• SET TASK:
Please put every line of the records below into a numbered list, leaving out any blank lines.

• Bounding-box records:
※ ※ ※

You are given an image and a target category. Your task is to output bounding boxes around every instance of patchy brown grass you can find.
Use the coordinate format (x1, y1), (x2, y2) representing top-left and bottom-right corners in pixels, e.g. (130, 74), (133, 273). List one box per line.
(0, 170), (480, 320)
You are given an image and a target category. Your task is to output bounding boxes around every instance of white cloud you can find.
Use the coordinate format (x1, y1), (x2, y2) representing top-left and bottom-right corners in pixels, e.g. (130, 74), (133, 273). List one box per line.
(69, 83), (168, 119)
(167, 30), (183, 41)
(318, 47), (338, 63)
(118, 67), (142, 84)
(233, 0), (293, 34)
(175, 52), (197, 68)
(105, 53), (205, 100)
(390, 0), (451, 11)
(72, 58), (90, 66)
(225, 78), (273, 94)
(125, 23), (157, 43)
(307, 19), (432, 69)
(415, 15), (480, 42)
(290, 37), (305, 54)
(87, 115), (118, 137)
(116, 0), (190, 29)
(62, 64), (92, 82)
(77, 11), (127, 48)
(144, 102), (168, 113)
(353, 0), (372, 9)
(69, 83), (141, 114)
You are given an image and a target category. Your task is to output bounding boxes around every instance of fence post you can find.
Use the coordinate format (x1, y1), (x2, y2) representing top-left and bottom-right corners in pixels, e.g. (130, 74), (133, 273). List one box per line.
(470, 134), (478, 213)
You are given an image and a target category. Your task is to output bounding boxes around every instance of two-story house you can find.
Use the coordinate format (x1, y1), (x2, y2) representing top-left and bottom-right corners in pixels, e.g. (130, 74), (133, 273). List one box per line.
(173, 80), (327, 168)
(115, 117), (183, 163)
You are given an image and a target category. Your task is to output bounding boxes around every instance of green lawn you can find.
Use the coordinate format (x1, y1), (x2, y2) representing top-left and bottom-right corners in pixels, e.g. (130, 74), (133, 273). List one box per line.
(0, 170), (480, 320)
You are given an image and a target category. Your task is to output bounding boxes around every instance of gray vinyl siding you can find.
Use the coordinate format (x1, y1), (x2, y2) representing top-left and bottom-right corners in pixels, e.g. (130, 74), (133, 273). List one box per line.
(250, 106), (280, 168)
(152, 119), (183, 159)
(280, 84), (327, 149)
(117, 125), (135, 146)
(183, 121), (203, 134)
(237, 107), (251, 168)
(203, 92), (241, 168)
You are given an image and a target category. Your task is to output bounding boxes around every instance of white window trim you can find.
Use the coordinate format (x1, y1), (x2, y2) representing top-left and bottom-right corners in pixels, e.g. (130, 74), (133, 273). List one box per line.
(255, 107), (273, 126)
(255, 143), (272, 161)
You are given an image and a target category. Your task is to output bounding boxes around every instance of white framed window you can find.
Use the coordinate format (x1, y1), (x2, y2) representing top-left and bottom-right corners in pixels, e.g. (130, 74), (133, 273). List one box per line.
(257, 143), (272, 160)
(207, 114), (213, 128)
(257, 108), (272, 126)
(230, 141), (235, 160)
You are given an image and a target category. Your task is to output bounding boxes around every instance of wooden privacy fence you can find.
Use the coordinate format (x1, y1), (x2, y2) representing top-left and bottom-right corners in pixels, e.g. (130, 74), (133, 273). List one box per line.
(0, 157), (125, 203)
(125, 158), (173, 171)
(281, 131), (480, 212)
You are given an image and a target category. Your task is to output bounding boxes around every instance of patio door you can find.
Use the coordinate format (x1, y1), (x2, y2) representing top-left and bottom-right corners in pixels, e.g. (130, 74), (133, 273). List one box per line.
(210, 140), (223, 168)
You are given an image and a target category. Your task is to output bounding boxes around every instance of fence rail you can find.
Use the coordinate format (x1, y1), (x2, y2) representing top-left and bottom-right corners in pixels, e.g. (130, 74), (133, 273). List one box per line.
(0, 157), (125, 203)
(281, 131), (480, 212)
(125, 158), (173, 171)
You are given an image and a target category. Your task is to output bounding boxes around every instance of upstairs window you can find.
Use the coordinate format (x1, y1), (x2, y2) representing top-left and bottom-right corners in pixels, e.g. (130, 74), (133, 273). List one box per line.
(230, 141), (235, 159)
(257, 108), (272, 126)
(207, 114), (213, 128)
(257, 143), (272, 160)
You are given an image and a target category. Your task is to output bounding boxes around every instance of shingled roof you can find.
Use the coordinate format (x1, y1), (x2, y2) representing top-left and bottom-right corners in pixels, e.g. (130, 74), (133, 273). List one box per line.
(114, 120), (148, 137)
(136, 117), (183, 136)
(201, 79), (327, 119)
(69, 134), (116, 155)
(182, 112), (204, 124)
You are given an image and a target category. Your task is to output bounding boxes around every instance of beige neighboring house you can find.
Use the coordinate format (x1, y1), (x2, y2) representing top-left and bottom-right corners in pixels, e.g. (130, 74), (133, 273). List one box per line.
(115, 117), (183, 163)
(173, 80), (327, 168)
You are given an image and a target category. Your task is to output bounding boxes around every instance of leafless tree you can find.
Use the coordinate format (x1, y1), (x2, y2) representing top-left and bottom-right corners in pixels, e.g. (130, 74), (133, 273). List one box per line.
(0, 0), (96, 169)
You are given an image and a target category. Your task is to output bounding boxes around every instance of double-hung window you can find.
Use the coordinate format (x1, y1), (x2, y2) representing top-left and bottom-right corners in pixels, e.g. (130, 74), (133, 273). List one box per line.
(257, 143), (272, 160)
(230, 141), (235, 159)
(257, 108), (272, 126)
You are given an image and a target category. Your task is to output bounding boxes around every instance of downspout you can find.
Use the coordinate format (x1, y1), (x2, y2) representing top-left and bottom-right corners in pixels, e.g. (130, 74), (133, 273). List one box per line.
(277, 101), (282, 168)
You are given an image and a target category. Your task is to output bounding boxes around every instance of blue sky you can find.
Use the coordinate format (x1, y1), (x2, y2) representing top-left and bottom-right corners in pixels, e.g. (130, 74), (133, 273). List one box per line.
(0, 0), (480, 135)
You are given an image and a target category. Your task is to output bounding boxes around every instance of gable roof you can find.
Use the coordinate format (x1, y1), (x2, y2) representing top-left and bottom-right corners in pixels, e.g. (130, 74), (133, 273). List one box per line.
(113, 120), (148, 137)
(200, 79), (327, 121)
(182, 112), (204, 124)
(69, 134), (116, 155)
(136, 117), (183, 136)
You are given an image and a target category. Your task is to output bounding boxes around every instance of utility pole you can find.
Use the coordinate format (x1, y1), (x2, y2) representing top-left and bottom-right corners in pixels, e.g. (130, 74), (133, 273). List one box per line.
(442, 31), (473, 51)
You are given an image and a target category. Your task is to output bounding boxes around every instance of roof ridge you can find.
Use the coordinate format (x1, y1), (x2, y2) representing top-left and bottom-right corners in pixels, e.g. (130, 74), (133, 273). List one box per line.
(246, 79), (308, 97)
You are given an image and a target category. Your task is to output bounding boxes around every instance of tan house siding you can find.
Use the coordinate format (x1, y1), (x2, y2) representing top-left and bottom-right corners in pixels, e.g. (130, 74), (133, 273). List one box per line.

※ ※ ※

• EXERCISE RESPONSE:
1. You are given an image and a target category. Your task is to output bounding boxes around every instance of patchy brown grass you can find.
2. Use the coordinate format (x1, y1), (x2, y2) representing top-left and bottom-right corners in pixels, e.g. (130, 74), (133, 273). List one box per line.
3. (0, 170), (480, 320)
4. You are given an image and a target category. Your task is to output bounding boxes around every instance of white cloud you can find.
5. Use the coordinate format (x1, y1), (x2, y2) representing top-left and bottom-right corners in pixels, e.g. (130, 74), (133, 273). List one box per line.
6. (69, 83), (168, 119)
7. (167, 30), (183, 41)
8. (318, 47), (338, 63)
9. (118, 67), (142, 84)
10. (233, 0), (293, 34)
11. (175, 52), (197, 68)
12. (105, 53), (205, 100)
13. (390, 0), (451, 11)
14. (72, 58), (90, 66)
15. (225, 78), (273, 94)
16. (125, 23), (157, 43)
17. (307, 19), (432, 69)
18. (415, 15), (480, 42)
19. (290, 37), (305, 54)
20. (87, 115), (118, 137)
21. (116, 0), (190, 29)
22. (62, 64), (92, 82)
23. (77, 11), (127, 48)
24. (144, 102), (168, 113)
25. (353, 0), (372, 9)
26. (69, 83), (141, 114)
27. You are given an image and a target category. Your task is to output bounding boxes around every instance of fence post you can find.
28. Use the coordinate format (x1, y1), (x2, y2) representing top-left and bottom-right corners in pixels, e.g. (130, 74), (133, 273). List one box per line.
29. (470, 134), (478, 213)
30. You are given an image and a target category. Your task is to output bounding boxes around every instance of two-story house you can find.
31. Use the coordinate format (x1, y1), (x2, y2) representing top-left and bottom-right corners in pixels, e.g. (130, 74), (133, 273). List one box per line.
32. (173, 80), (327, 168)
33. (115, 117), (183, 163)
34. You are given an image and a target category. Your task is to output bounding boxes around every instance of green lawn you can find.
35. Use the coordinate format (x1, y1), (x2, y2) representing top-left and bottom-right corners in pixels, e.g. (130, 74), (133, 273). List one box per line.
36. (0, 170), (480, 320)
37. You are given an image and a target category. Your task is to output bounding boxes around every instance of gray vinyl siding you can find.
38. Use the coordinate format (x1, y1), (x2, y2) representing top-left and bottom-right corners in pixels, e.g. (130, 74), (133, 273). List one box per line.
39. (250, 106), (280, 168)
40. (152, 119), (183, 159)
41. (280, 84), (327, 149)
42. (117, 125), (135, 146)
43. (183, 121), (203, 134)
44. (237, 107), (251, 168)
45. (203, 92), (241, 168)
46. You are given an image and a target category. Your task is to output bounding boxes around every instance of white window trim you can find.
47. Use the coordinate format (x1, y1), (x2, y2) representing top-left and bottom-right corners in pixels, e.g. (130, 74), (133, 273). List one box per line.
48. (255, 107), (273, 126)
49. (255, 143), (272, 161)
50. You are given an image and a target category. Your task is to output bounding boxes around every instance of white framed window you can find.
51. Use the coordinate format (x1, y1), (x2, y2) representing top-left and bottom-right corners in pixels, e.g. (130, 74), (133, 273). List one box per line.
52. (257, 143), (272, 160)
53. (207, 114), (213, 128)
54. (257, 108), (272, 126)
55. (230, 141), (235, 160)
56. You are given an image and a target category. Your task is to output bounding boxes around every instance of wooden privacy fence you can find.
57. Use the coordinate format (x1, y1), (x2, y2) representing top-left and bottom-right corners in pixels, e.g. (130, 74), (133, 273). List one box per line.
58. (0, 157), (125, 203)
59. (125, 158), (173, 171)
60. (281, 131), (480, 212)
61. You are given an image and a target category. Your task is to output bounding boxes around every instance of patio door you can find.
62. Use the coordinate format (x1, y1), (x2, y2) representing top-left and bottom-right corners in pixels, e.g. (130, 74), (133, 273). List one box per line.
63. (210, 140), (223, 168)
64. You are given an image and a target category. Your task is to output bounding boxes around every instance of fence rail you can find.
65. Use the coordinate format (x1, y1), (x2, y2) representing top-left and bottom-right corners in pixels, e.g. (130, 74), (133, 273). List one box per line.
66. (0, 157), (125, 203)
67. (281, 131), (480, 212)
68. (125, 158), (173, 171)
69. You are given an image and a target category. Your task is to output bounding boxes around every instance of upstairs window you can find.
70. Use the coordinate format (x1, y1), (x2, y2) representing top-left and bottom-right corners in pixels, e.g. (130, 74), (133, 273). List one box per line.
71. (230, 141), (235, 159)
72. (257, 108), (272, 126)
73. (207, 114), (213, 128)
74. (257, 143), (272, 160)
75. You are given an image and a target category. Your task is to output bounding boxes around every instance of shingled roof you can find.
76. Use the coordinate format (x1, y1), (x2, y2) representing top-left and bottom-right corners in pixels, e.g. (130, 74), (133, 273). List one box per line.
77. (114, 120), (148, 137)
78. (136, 117), (183, 136)
79. (201, 79), (327, 119)
80. (69, 134), (116, 155)
81. (182, 112), (204, 124)
82. You are given an image and a target category. Your task is to output bounding boxes around every instance of beige neighboring house you can find.
83. Use the coordinate format (x1, y1), (x2, y2) representing top-left and bottom-right corners in pixels, e.g. (130, 74), (133, 273). List one box per line.
84. (115, 117), (183, 163)
85. (173, 80), (327, 168)
86. You are given an image and a target category. Your task is to output bounding boxes around every instance of leafless tree you can find.
87. Use the coordinate format (x1, y1), (x2, y2) representing top-left and bottom-right corners in pixels, e.g. (130, 74), (133, 273). List one box per line.
88. (0, 0), (96, 169)
89. You are given an image and a target category. Your task is to output bounding boxes around every instance of double-hung window you can find.
90. Use the coordinate format (x1, y1), (x2, y2) representing top-left and bottom-right corners in pixels, e.g. (130, 74), (133, 273). List one box per line.
91. (257, 143), (272, 160)
92. (230, 141), (235, 159)
93. (257, 108), (272, 126)
94. You are given an image and a target category. Your task is to output bounding boxes around every instance of downspout you can find.
95. Use the coordinate format (x1, y1), (x2, y2) representing top-left and bottom-right corners in pixels, e.g. (130, 74), (133, 273). List one box per line.
96. (277, 101), (282, 168)
97. You are given an image and a target category. Your task is to output bounding boxes around every instance of blue sky you can find.
98. Use the coordinate format (x1, y1), (x2, y2) representing top-left and bottom-right corners in pixels, e.g. (130, 74), (133, 273). List one box per line.
99. (0, 0), (480, 135)
100. You are given an image and a target category. Your task is to output bounding boxes around every instance of gable roof you can find.
101. Use the coordinate format (x1, y1), (x2, y2) representing top-left and bottom-right corners in pixels, e.g. (130, 74), (133, 273). List one box per line.
102. (113, 120), (148, 137)
103. (200, 79), (327, 121)
104. (182, 112), (204, 124)
105. (69, 134), (116, 155)
106. (136, 117), (183, 136)
107. You are given an image and a target category. Your task is to output bounding boxes around every instance of utility pole you can find.
108. Use the coordinate format (x1, y1), (x2, y2) representing top-left and bottom-right corners in pixels, e.g. (130, 74), (133, 273). List one box per line.
109. (442, 31), (473, 51)
110. You are given an image and a target category. Your task is to output bounding boxes around every instance of roof ridge you can find.
111. Use the coordinate format (x1, y1), (x2, y2) representing top-left and bottom-right corners in pixels, e.g. (130, 74), (133, 273). List one box per line.
112. (246, 79), (308, 97)
113. You are given an image and a target category. Your task is to output bounding boxes around every instance of tan house siding you can find.
114. Use the coordinate format (x1, y1), (x2, y2) representing top-left and bottom-right corners in pixels, e.g. (130, 74), (133, 273). List one box per line.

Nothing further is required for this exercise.